### Task directions
Check statements (a), (b) and (c) against the text on women of the Northwest. Mark each yes or no and quote the words that decide it. (a) Ada Blackjack agreed to work on Wrangell Island for one year. (b) Nellie Cashman carried a gun. (c) Several members of the expedition were still alive when the rescue boat arrived.

### Selected text
We love ladies. We love telling you stories about ladies who you may or may not have already heard of. Come meet some badass women of the Northwest.
Ada Blackjack, the Final Girl
Petite Alaskan Native woman Ada Blackjack had already escaped an abusive marriage and survived the loss of two of her children when she agreed to go sew and cook on Wrangell Island for a year with a small expedition of polar explorers determined to claim the land for Canada. Weather and organizational incompetence stranded the team alone in the “friendly Arctic” for a full year past when Ada was supposed to leave. At the beginning of their time on the island, Ada so overwhelmed by the strange surroundings and strange men that she succumbed to “arctic madness,” convinced she needed to marry one of them and that another was going to kill her. By the time the boat finally arrived to rescue them two years later, Ada was the only one left alive - and had found a strength that few of us will ever understand. Hear the story in Ouija Broads #93, The Friendly Arctic.
Nellie Cashman, the Angel of Tombstone
Irish immigrant Nellie Cashman wasn’t big, and she didn’t carry a gun. She didn’t play poker or shoot whiskey. But somehow, this demure damsel was better at mining for gold, facing down an angry mob, and mounting rescue expeditions than any ten cowboys you’ve heard of. Plus, she did most of it with five kids in tow. Find out the tale of the Balto of Ladies in Ouija Broads #95, Whoa Nellie.

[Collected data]
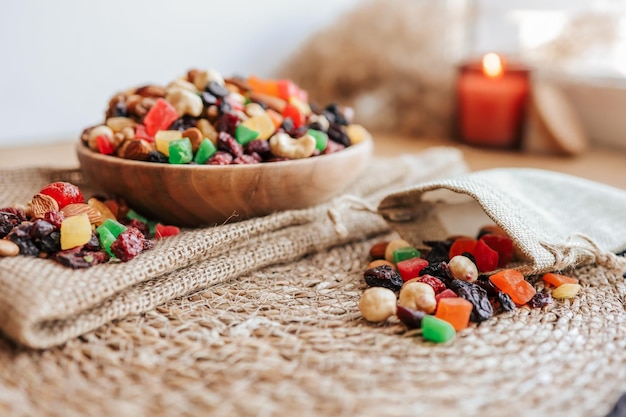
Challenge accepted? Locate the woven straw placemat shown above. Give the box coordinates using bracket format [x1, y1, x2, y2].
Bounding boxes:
[0, 148, 626, 417]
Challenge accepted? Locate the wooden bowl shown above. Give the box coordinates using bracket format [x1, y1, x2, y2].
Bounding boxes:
[77, 139, 372, 227]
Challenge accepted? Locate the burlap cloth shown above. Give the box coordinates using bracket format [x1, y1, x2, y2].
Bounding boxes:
[0, 149, 626, 416]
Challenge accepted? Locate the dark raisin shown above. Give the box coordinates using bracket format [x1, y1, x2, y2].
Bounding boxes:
[418, 274, 446, 294]
[498, 291, 515, 311]
[200, 91, 217, 107]
[206, 151, 234, 165]
[39, 230, 61, 253]
[396, 305, 426, 329]
[111, 227, 146, 262]
[420, 262, 452, 283]
[205, 81, 230, 97]
[148, 151, 170, 164]
[217, 132, 243, 158]
[50, 246, 109, 269]
[528, 292, 552, 308]
[363, 265, 404, 291]
[424, 240, 452, 264]
[444, 278, 493, 323]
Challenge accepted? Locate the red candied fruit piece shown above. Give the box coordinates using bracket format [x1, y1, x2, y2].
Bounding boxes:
[143, 98, 178, 136]
[417, 274, 446, 294]
[435, 288, 458, 303]
[480, 233, 513, 268]
[96, 135, 115, 155]
[154, 223, 180, 239]
[39, 181, 85, 209]
[135, 125, 154, 142]
[111, 227, 146, 262]
[472, 240, 498, 272]
[396, 258, 428, 282]
[450, 237, 478, 259]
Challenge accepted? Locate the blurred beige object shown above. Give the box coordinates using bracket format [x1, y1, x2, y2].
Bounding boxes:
[522, 80, 588, 155]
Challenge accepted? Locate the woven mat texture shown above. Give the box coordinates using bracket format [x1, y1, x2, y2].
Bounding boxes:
[0, 149, 626, 417]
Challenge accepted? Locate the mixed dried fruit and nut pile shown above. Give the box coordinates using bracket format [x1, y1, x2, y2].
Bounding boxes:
[359, 226, 581, 343]
[81, 69, 369, 165]
[0, 182, 179, 268]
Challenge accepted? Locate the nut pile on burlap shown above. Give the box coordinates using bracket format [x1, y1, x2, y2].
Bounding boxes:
[0, 148, 626, 416]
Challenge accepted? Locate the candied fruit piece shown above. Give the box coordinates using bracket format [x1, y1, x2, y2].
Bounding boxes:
[435, 297, 474, 332]
[471, 240, 498, 272]
[489, 269, 537, 305]
[61, 213, 91, 250]
[396, 258, 428, 281]
[39, 181, 85, 209]
[143, 98, 178, 136]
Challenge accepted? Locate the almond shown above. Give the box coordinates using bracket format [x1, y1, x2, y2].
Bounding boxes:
[61, 203, 103, 224]
[26, 194, 59, 219]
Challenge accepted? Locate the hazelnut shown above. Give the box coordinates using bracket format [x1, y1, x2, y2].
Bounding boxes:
[359, 287, 396, 322]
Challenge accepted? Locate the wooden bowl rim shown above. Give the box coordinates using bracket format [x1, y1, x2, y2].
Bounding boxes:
[77, 138, 372, 172]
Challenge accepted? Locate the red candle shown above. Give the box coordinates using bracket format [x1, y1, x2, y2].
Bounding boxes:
[457, 53, 529, 148]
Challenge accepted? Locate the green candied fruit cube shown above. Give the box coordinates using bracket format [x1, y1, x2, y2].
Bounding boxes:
[393, 246, 420, 264]
[193, 138, 217, 165]
[235, 124, 259, 146]
[307, 129, 328, 152]
[96, 219, 126, 239]
[422, 315, 456, 343]
[96, 226, 117, 257]
[168, 138, 193, 164]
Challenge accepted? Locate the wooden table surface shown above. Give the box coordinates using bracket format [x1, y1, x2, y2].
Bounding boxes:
[0, 134, 626, 190]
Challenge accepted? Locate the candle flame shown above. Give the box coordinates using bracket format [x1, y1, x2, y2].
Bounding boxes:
[483, 53, 503, 78]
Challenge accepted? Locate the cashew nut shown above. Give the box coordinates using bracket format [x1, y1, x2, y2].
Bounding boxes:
[270, 132, 315, 159]
[166, 88, 204, 117]
[87, 125, 113, 151]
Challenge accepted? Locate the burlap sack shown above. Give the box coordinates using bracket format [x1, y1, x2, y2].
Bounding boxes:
[0, 148, 466, 348]
[378, 168, 626, 275]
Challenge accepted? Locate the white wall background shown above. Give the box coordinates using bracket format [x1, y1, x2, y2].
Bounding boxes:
[0, 0, 364, 148]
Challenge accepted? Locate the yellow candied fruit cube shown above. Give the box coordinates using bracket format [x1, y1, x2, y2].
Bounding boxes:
[346, 123, 370, 145]
[241, 112, 276, 140]
[61, 213, 92, 250]
[154, 130, 183, 156]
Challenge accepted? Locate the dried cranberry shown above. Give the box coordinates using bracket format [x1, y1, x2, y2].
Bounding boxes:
[111, 227, 146, 262]
[217, 132, 243, 158]
[39, 181, 85, 208]
[418, 274, 446, 294]
[528, 292, 552, 308]
[396, 305, 426, 329]
[50, 246, 109, 269]
[206, 151, 234, 165]
[363, 265, 404, 291]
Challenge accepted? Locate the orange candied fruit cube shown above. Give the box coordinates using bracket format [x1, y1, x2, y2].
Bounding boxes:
[541, 272, 578, 287]
[489, 269, 537, 306]
[435, 297, 474, 331]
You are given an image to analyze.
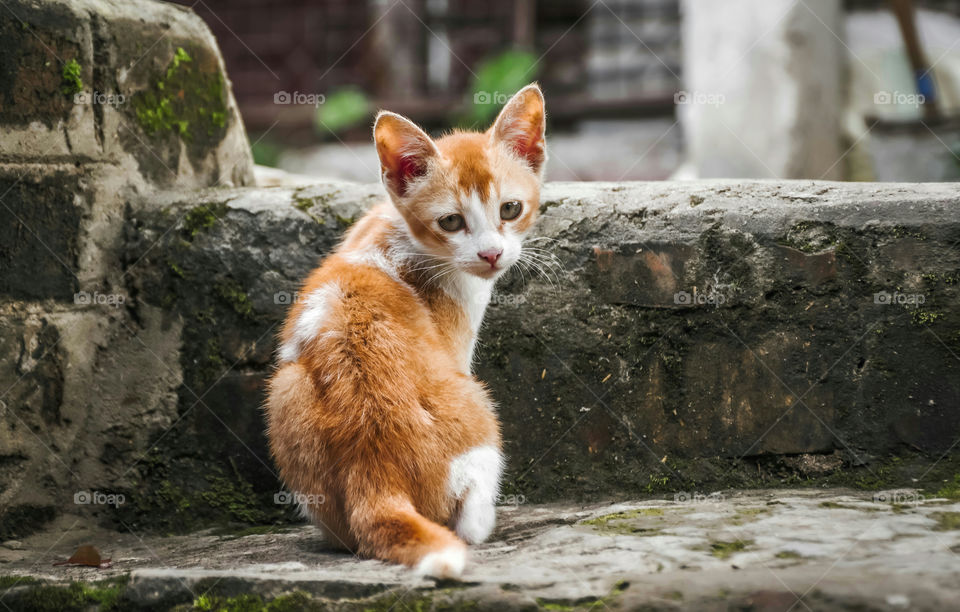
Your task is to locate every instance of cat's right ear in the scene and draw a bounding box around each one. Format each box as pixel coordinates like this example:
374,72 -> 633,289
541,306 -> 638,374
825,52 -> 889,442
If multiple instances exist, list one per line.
373,111 -> 440,198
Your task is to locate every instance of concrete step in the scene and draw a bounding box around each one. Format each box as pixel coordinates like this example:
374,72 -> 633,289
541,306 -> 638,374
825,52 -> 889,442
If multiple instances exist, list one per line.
0,490 -> 960,611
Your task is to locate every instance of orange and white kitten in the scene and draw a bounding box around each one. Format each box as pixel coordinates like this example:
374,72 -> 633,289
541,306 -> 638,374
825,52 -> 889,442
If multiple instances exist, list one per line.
266,85 -> 546,577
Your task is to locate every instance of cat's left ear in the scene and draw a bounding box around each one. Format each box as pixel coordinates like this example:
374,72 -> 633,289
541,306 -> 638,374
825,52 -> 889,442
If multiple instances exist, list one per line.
373,111 -> 440,198
490,83 -> 547,176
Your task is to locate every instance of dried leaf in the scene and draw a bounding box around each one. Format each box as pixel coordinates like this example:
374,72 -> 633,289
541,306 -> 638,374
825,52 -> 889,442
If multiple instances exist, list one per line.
54,544 -> 110,569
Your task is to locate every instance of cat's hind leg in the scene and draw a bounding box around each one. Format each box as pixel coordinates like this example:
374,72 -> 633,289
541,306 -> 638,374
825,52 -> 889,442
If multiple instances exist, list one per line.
447,445 -> 503,544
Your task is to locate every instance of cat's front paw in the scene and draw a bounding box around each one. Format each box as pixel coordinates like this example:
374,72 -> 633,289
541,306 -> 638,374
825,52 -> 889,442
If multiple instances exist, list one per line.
416,544 -> 467,578
455,492 -> 497,544
449,446 -> 503,544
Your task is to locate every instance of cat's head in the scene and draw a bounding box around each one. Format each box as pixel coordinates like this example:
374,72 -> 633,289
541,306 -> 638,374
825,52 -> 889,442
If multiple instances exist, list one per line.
373,85 -> 547,278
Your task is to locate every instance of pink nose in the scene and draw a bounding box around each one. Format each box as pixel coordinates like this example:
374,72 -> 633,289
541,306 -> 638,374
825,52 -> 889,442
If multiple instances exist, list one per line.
477,249 -> 503,268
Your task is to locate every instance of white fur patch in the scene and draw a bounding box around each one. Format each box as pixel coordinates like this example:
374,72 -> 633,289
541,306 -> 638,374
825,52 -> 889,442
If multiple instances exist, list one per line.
447,446 -> 503,544
343,248 -> 410,289
414,546 -> 467,578
280,283 -> 343,363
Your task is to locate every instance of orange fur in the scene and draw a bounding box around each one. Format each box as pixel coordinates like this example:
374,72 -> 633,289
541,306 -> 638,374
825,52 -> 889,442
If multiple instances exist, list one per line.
265,86 -> 544,575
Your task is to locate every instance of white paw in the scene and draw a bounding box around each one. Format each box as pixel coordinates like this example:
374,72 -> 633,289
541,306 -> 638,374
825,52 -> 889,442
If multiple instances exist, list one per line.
448,446 -> 503,544
455,492 -> 497,544
415,546 -> 467,578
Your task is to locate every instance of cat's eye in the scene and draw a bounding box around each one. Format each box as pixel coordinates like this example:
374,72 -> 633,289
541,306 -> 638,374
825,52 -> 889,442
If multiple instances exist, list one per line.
500,201 -> 523,221
437,215 -> 464,232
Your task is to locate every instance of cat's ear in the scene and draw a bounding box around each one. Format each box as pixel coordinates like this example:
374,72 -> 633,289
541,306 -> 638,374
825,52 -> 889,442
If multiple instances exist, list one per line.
490,83 -> 547,176
373,111 -> 440,198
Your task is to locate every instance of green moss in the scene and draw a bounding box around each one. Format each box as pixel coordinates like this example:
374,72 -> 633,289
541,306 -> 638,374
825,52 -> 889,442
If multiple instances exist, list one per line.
200,476 -> 265,523
357,588 -> 479,612
537,580 -> 630,612
911,310 -> 943,326
0,576 -> 38,590
710,540 -> 753,559
11,576 -> 128,612
182,202 -> 229,239
214,525 -> 288,540
60,59 -> 83,96
167,259 -> 186,278
216,278 -> 253,318
293,196 -> 329,225
774,550 -> 803,559
937,474 -> 960,499
132,47 -> 227,141
930,512 -> 960,531
580,508 -> 663,536
737,508 -> 770,516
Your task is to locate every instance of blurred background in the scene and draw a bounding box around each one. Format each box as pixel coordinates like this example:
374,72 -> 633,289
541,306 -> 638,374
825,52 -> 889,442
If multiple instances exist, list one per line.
169,0 -> 960,182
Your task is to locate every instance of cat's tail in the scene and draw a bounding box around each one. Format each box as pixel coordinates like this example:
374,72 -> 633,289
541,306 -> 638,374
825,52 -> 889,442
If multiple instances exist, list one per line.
349,494 -> 467,578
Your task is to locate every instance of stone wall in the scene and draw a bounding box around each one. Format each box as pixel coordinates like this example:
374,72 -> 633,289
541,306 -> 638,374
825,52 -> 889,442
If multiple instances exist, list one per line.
109,181 -> 960,527
0,0 -> 960,539
0,0 -> 253,537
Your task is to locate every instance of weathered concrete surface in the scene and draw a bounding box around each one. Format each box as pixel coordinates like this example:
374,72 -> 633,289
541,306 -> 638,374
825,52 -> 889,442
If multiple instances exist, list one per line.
114,181 -> 960,525
0,0 -> 253,538
0,490 -> 960,612
0,176 -> 960,538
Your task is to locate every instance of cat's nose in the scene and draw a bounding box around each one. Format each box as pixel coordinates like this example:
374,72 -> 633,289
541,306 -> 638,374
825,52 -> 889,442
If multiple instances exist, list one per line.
477,249 -> 503,268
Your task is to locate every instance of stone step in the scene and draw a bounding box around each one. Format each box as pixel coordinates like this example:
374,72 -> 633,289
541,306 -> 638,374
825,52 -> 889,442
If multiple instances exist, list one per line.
0,490 -> 960,610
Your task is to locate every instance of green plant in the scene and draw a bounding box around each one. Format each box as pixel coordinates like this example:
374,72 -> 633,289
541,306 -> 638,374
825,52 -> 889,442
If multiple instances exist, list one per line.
455,51 -> 537,127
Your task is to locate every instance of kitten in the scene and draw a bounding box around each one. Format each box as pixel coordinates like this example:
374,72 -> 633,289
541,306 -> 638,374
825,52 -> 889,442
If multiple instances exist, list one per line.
266,85 -> 546,577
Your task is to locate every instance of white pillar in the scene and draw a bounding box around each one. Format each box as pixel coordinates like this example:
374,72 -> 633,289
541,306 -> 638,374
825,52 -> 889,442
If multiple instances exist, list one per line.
677,0 -> 846,179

### Response box
(a) Yes: "agreed to go sew and cook on Wrangell Island for a year"
(b) No: "she didn’t carry a gun"
(c) No: "Ada was the only one left alive"